Copy every line from the records that holds the word "window".

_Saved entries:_
▼

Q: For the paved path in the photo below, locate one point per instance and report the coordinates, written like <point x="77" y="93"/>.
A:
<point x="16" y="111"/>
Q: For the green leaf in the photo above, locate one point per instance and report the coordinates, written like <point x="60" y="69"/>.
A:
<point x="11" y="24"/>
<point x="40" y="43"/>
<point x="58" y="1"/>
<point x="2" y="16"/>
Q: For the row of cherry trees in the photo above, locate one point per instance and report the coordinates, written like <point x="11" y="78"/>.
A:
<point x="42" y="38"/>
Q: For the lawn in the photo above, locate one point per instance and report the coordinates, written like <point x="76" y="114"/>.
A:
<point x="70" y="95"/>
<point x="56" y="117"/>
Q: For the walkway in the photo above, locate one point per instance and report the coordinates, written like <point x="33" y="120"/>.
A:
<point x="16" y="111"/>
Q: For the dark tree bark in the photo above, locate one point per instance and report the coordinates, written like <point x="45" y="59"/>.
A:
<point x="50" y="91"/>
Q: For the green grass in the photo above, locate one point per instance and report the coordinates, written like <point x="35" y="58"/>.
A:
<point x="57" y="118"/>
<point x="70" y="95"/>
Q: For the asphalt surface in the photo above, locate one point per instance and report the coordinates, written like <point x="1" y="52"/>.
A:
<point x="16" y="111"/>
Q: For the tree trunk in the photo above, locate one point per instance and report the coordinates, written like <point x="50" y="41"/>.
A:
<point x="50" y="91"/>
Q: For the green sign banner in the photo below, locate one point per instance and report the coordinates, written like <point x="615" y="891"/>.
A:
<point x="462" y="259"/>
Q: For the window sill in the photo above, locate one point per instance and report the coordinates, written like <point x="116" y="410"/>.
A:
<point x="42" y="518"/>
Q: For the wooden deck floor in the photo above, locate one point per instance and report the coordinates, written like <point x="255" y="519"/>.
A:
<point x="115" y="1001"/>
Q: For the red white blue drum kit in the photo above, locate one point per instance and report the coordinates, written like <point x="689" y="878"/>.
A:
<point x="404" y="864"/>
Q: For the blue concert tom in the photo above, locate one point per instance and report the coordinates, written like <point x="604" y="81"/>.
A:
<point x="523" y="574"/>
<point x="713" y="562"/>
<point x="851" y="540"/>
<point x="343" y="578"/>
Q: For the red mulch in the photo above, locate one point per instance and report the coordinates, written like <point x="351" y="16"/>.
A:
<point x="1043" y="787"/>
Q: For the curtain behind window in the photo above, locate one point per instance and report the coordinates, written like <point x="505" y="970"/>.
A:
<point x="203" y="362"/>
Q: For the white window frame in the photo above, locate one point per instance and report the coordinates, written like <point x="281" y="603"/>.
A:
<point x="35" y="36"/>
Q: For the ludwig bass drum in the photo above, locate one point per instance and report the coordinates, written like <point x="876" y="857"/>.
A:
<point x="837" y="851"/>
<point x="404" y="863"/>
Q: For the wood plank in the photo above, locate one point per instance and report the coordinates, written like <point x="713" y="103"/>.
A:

▲

_Result of this exercise:_
Q: For the window sill in the photo above, locate one point per instance and report the coordinates, written like <point x="116" y="410"/>.
Q: For the curtain behind window in the photo above, locate one point per instance and report the coordinates, written like <point x="505" y="970"/>.
Q: For the white window frame in the photo above, locate one point per instance and report the coordinates, written like <point x="281" y="603"/>.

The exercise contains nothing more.